EXERCISE INSTRUCTIONS ->
1/ Retype everything in the MLflow passage from "Autolog, Nested Runs, and" down to "each training script.".
2/ Decide whether each statement agrees with the MLflow passage. Answer yes or no, and quote the words that decide it.
(a) Autolog is on by default.
(b) Using the context manager ensures that end_run is called even if training crashes.
(c) When nested runs group sweep trials, the parent run should be closed before the sweep ends.
3/ Answer these questions from the MLflow passage.
(a) What does mlflow.search_runs return?
(b) What experiment name does the minimal working example set?
(c) Which packages does installing mlflow[extras] add?

PASSAGE ->
Experiment Tracking with MLflow
Why this matters
Machine learning experiments are notoriously hard to reproduce. Without tracking, you end up with a folder of model files named model_v2_final_FINAL.pkl and no idea what hyperparameters, data, or code produced each one. MLflow solves this by recording every run's parameters, metrics, and artifacts in a queryable store so you can compare runs, find the best model, and promote it to production with confidence.
This recipe covers: the tracking API, model logging, the model registry, and integration with Ray distributed training.
Install
uv add "mlflow>=2.16" # core client + server
uv add "mlflow[extras]" # adds boto3, psycopg2, mysqlclient
uv add scikit-learn pandas # whatever your training framework needs[project]
dependencies = [
"mlflow>=2.16",
"scikit-learn>=1.5",
"boto3>=1.34", # if logging artifacts to S3
"psycopg2-binary>=2.9", # if the backend store is Postgres
]MLflow >= 2.16 has native uv support — mlflow.<flavor>.log_model() copies uv.lock, pyproject.toml, and .python-version into the model artifact, so consumers can uv sync for an exact environment restore.
Minimal Working Example
Set the tracking URI and experiment, then wrap the training loop in a context manager. The context manager guarantees end_run(status=...) is called even if training crashes.
import mlflow
mlflow.set_tracking_uri("http://mlflow.internal:5000")
mlflow.set_experiment("fraud-detection")
with mlflow.start_run(run_name="rf-baseline") as run:
mlflow.log_param("n_estimators", 200)
mlflow.log_params({"max_depth": 8, "min_samples_split": 5})
for epoch in range(num_epochs):
loss = train_step()
mlflow.log_metric("train_loss", loss, step=epoch)
mlflow.log_metrics({"val_auc": 0.92, "val_f1": 0.88})
mlflow.log_artifact("confusion_matrix.png")
mlflow.log_artifacts("./reports") # entire directory
mlflow.set_tags({"team": "risk", "owner": "skapoor"})The fluent API (mlflow.log_*) is not thread-safe. Serialize concurrent log calls, or use one MlflowClient per thread.
Autolog, Nested Runs, and Search
See the MLflow tracking docs for the full API — here's what matters for our projects:
Autolog: call mlflow.autolog() before training for sklearn, PyTorch, LightGBM, XGBoost, or transformers. Add manual mlflow.log_metric(...) calls alongside it for custom metrics. Autolog is off by default — don't rely on it being called elsewhere; call it explicitly at the top of each training script.
Nested runs: use with mlflow.start_run(nested=True) to group hyperparameter sweep trials under a parent run. Keep the parent run open for the entire sweep; children close automatically.
Search runs: mlflow.search_runs(experiment_names=[...], filter_string="metrics.val_auc > 0.9", order_by=["metrics.val_auc DESC"]) returns a DataFrame. Use this in post-sweep analysis scripts rather than querying the UI manually.

Saved entries

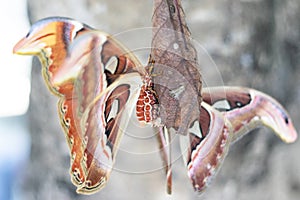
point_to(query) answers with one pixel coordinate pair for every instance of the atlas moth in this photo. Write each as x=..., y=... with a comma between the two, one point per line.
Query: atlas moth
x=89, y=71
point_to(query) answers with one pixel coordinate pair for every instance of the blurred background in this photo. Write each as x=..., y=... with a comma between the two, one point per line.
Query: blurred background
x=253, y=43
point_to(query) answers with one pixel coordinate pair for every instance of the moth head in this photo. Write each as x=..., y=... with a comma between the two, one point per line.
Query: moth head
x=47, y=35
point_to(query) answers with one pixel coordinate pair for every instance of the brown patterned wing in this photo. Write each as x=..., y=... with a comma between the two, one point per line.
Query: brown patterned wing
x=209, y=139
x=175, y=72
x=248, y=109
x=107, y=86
==
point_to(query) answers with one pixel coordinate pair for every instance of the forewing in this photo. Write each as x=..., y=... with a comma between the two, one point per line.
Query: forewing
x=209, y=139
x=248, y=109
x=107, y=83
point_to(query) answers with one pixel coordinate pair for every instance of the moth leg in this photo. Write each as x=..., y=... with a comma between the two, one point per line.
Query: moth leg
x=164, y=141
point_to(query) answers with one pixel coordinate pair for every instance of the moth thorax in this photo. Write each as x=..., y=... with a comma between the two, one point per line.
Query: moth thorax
--
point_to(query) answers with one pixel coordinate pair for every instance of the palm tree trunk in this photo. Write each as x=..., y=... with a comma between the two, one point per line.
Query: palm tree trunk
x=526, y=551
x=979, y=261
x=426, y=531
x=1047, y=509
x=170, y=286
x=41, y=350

ANSWER LIST ->
1/
Autolog, Nested Runs, and Search
See the MLflow tracking docs for the full API — here's what matters for our projects:
Autolog: call mlflow.autolog() before training for sklearn, PyTorch, LightGBM, XGBoost, or transformers. Add manual mlflow.log_metric(...) calls alongside it for custom metrics. Autolog is off by default — don't rely on it being called elsewhere; call it explicitly at the top of each training script.

2/
(a) No: "Autolog is off by default"
(b) Yes: "The context manager guarantees end_run(status=...) is called even if training crashes."
(c) No: "Keep the parent run open for the entire sweep"

3/
(a) A DataFrame.
(b) "fraud-detection"
(c) boto3, psycopg2, and mysqlclient.